Reproduce, word for word, the part of the records that opens with the line containing "Locate the red scarf" and runs through the end of the records, including both ends.

-=-=-=-=-

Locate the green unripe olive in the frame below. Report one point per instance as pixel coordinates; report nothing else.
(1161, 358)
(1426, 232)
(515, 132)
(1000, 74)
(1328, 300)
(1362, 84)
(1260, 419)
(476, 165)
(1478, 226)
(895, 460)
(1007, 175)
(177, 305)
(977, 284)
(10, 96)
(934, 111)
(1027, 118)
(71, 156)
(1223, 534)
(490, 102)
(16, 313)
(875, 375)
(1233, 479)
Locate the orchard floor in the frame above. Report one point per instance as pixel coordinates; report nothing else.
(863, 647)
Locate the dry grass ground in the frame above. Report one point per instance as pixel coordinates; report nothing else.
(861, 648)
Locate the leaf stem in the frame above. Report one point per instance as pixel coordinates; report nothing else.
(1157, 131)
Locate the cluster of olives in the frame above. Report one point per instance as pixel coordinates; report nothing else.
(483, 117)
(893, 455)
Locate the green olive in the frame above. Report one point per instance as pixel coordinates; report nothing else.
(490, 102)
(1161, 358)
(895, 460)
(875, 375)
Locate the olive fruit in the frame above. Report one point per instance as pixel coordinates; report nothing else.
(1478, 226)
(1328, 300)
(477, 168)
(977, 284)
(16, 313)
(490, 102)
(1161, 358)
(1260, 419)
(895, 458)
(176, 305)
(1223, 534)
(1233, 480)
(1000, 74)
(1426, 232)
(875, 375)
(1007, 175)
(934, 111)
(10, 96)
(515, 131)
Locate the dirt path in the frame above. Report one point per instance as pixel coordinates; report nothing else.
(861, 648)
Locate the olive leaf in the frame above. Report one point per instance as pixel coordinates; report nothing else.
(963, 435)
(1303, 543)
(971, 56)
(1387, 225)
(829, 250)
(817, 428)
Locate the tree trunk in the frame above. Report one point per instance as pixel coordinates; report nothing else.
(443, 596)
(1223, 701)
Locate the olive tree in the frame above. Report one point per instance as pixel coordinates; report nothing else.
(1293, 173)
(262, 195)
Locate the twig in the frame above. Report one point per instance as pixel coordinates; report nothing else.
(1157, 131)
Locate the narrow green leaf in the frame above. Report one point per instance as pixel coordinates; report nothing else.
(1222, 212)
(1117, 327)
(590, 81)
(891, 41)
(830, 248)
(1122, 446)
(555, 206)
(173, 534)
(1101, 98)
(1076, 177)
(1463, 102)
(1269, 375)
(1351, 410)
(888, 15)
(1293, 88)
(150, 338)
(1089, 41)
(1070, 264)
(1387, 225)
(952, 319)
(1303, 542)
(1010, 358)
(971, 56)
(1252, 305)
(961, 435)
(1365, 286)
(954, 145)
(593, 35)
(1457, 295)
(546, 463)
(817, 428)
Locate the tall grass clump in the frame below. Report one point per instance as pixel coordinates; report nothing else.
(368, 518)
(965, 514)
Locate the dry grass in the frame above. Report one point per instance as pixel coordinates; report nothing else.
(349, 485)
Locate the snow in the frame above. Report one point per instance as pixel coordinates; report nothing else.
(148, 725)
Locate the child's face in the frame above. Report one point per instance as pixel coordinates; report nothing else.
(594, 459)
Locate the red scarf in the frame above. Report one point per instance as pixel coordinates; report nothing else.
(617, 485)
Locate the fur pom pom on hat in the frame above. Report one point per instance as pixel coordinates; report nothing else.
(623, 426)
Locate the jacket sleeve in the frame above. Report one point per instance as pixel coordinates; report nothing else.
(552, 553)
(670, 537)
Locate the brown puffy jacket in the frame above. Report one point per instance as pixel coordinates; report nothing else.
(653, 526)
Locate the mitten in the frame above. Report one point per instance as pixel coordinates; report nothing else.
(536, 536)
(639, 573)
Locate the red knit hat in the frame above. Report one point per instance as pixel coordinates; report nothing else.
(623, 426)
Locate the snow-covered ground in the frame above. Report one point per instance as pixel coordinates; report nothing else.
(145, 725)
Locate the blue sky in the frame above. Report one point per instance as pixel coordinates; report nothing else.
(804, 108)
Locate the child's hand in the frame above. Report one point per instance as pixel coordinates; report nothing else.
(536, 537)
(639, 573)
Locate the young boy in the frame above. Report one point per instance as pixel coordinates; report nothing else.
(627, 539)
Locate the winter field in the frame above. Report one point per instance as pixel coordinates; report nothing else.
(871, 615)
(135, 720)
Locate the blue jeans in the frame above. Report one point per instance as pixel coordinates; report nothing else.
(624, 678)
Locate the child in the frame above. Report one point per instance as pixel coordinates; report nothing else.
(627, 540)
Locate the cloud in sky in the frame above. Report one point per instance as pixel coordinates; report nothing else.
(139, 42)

-=-=-=-=-

■ Answer to the problem ■
Locate the red scarf in the frame above. Report one point per instance as pixel coordinates; report nothing else.
(617, 485)
Locate the fur pom pom on hat in the frame above. Report one point per instance as pixel coordinates; report nothing else.
(623, 426)
Locate the jacket sleeve in the frame above. Report one point per instance as pixel coordinates; report nothing else.
(552, 553)
(670, 537)
Locate the brown puffy jacket in the frame above. Report one point per instance as pixel coordinates; report nothing else.
(653, 526)
Locate the mitten in the frame above. Report one point per instance as pixel coordinates; report nothing else.
(536, 536)
(639, 573)
Locate the red knit hat in the frame above. Report one point per instance as pixel coordinates; report nothing else.
(623, 426)
Locate the snow-covered ground in the frame above. Report one point per instance as pixel coordinates; report nothing else.
(145, 725)
Locate the blue sky in the frame above. Report one point per instance as pixel coordinates; report nothing else.
(804, 108)
Locate the child's hand in the frame above. Report one point per instance as pixel coordinates; report nothing else.
(536, 537)
(639, 573)
Locate the young boy in the frame above. Report one point per instance as pixel coordinates; report nothing else.
(627, 539)
Locate the winter field in the frame above. Report one point per instance as pixel coordinates; report nothing else.
(871, 615)
(135, 720)
Locate the blue jeans in the frame above. Report one point per instance as pixel coordinates; report nothing else.
(624, 678)
Locate the child in the frame above. Report one point per instance as pixel coordinates; report nothing else.
(627, 540)
Locate the cloud in sky in the frame above. Report one point per instance as pixel coordinates; report nothing else.
(139, 42)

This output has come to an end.